WORK ORDER.
The full listing below must be printed exactly, word for word.

DATA PROVIDED.
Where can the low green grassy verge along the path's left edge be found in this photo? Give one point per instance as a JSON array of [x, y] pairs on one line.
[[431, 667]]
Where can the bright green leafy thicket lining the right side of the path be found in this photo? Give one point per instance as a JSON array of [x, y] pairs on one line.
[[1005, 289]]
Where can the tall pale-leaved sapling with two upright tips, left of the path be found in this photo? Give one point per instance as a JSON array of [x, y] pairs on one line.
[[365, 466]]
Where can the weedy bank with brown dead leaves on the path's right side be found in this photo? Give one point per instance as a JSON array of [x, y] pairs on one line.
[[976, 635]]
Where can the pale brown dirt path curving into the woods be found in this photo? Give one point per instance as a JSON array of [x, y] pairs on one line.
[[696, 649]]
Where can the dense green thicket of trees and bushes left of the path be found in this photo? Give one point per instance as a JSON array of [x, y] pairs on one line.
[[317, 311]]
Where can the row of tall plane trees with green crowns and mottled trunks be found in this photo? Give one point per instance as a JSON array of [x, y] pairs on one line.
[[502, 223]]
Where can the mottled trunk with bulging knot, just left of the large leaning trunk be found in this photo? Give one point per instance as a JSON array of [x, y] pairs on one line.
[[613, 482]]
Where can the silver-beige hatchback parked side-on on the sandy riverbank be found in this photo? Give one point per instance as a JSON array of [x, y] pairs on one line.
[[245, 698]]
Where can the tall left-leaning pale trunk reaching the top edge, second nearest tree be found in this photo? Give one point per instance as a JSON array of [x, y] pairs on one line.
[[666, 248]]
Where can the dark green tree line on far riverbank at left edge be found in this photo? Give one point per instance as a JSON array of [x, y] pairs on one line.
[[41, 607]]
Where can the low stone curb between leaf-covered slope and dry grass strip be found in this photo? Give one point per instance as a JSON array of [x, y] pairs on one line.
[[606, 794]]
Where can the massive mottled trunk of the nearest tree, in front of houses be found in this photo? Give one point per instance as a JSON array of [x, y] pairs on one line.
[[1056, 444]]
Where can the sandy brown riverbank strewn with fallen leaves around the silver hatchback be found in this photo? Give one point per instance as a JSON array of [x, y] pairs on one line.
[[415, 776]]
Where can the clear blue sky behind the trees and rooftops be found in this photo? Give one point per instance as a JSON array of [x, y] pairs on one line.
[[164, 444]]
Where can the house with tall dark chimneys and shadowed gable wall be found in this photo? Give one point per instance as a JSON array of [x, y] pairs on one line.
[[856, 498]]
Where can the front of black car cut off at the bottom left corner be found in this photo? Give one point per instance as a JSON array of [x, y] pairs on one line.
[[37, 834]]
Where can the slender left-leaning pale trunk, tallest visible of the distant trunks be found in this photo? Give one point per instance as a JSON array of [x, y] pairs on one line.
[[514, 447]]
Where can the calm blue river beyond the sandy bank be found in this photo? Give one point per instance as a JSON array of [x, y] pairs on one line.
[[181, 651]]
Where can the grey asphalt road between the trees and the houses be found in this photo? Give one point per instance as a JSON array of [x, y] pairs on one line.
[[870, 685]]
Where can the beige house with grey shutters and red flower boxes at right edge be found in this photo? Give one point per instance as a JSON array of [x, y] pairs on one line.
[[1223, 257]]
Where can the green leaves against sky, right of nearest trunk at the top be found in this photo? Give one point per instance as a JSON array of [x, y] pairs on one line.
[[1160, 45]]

COMPLETED EXERCISE.
Where can the low green grassy verge along the path's left edge be found in this photo? Give one point per instance as a JSON array of [x, y] pairs on one line.
[[431, 667]]
Where can the bright green leafy thicket lining the right side of the path be found in this photo? Give one point per instance as a JSON array of [x, y] pairs on one line.
[[1005, 289]]
Where can the tall pale-leaved sapling with two upright tips, left of the path be found in this photo? Give one point per instance as a JSON array of [x, y] pairs on one line.
[[365, 466]]
Where can the weedy bank with brown dead leaves on the path's right side be found in this photo? Give one point per instance as a JSON array of [x, y] pairs on one line.
[[976, 635]]
Where can the pale brown dirt path curving into the woods be found in this photo? Give one point per instance as a JSON array of [x, y] pairs on one line.
[[696, 649]]
Where can the dense green thicket of trees and bushes left of the path be found in this photo? Give one point per instance as a JSON array of [x, y] pairs on one line.
[[317, 311]]
Where can the row of tall plane trees with green crowns and mottled trunks be found in this photo? Give one point per instance as a JSON array of [x, y] pairs on one line.
[[502, 223]]
Where can the mottled trunk with bulging knot, just left of the large leaning trunk be found in this photo? Give one point per instance as a JSON array of [x, y] pairs on one line.
[[613, 482]]
Where can the silver-beige hatchback parked side-on on the sandy riverbank be found in this photo? Give one point per instance as a JSON array of [x, y] pairs on one line.
[[245, 698]]
Where can the tall left-leaning pale trunk reaching the top edge, second nearest tree be found in this photo? Give one point per instance as a JSON array of [x, y] pairs on one line.
[[666, 248]]
Where can the dark green tree line on far riverbank at left edge be found in this photo? Give one point per instance as a JSON array of [x, y] pairs on one line.
[[41, 607]]
Where can the low stone curb between leaf-covered slope and dry grass strip be found in this photo? Give one point per instance as a JSON array of [x, y] pairs on one line.
[[606, 794]]
Where can the massive mottled trunk of the nearest tree, in front of houses be found in this photo? Give one point per instance as a JSON array of [x, y] pairs on one line.
[[1056, 444]]
Where can the sandy brown riverbank strewn with fallen leaves around the silver hatchback be found in this photo? Give one point per instance as a JSON array of [x, y] pairs on one line.
[[415, 776]]
Where can the clear blue sky behind the trees and rooftops be found in this photo? Give one point per instance as a JSON array of [x, y] pairs on one line.
[[164, 444]]
Where can the house with tall dark chimneys and shadowed gable wall be found in this photo? Give one point per instance as a JSON array of [x, y] pairs on one line.
[[856, 498]]
Where can the front of black car cut off at the bottom left corner be found in this photo? Give one point per instance as a JSON array of [x, y] pairs on one line.
[[37, 834]]
Where can the slender left-leaning pale trunk, tallest visible of the distant trunks be found in this photo? Give one point per instance as a JSON array of [x, y] pairs on one line.
[[514, 447]]
Where can the calm blue river beyond the sandy bank be found in this photo? Give one point per instance as a JSON array of [x, y] pairs on one line.
[[181, 651]]
Where can the grey asphalt road between the trees and the houses be found in this photo? Give one point per instance as a JSON array of [x, y] pairs on one line.
[[870, 685]]
Where can the beige house with grey shutters and red flower boxes at right edge be found in this photo? Give one point per instance as a JSON array of [x, y] pairs on one line.
[[1223, 257]]
Where can the green leaves against sky, right of nearest trunk at the top be found in this photo? Give one point per instance as a JSON array of [x, y] pairs on one line.
[[1160, 45]]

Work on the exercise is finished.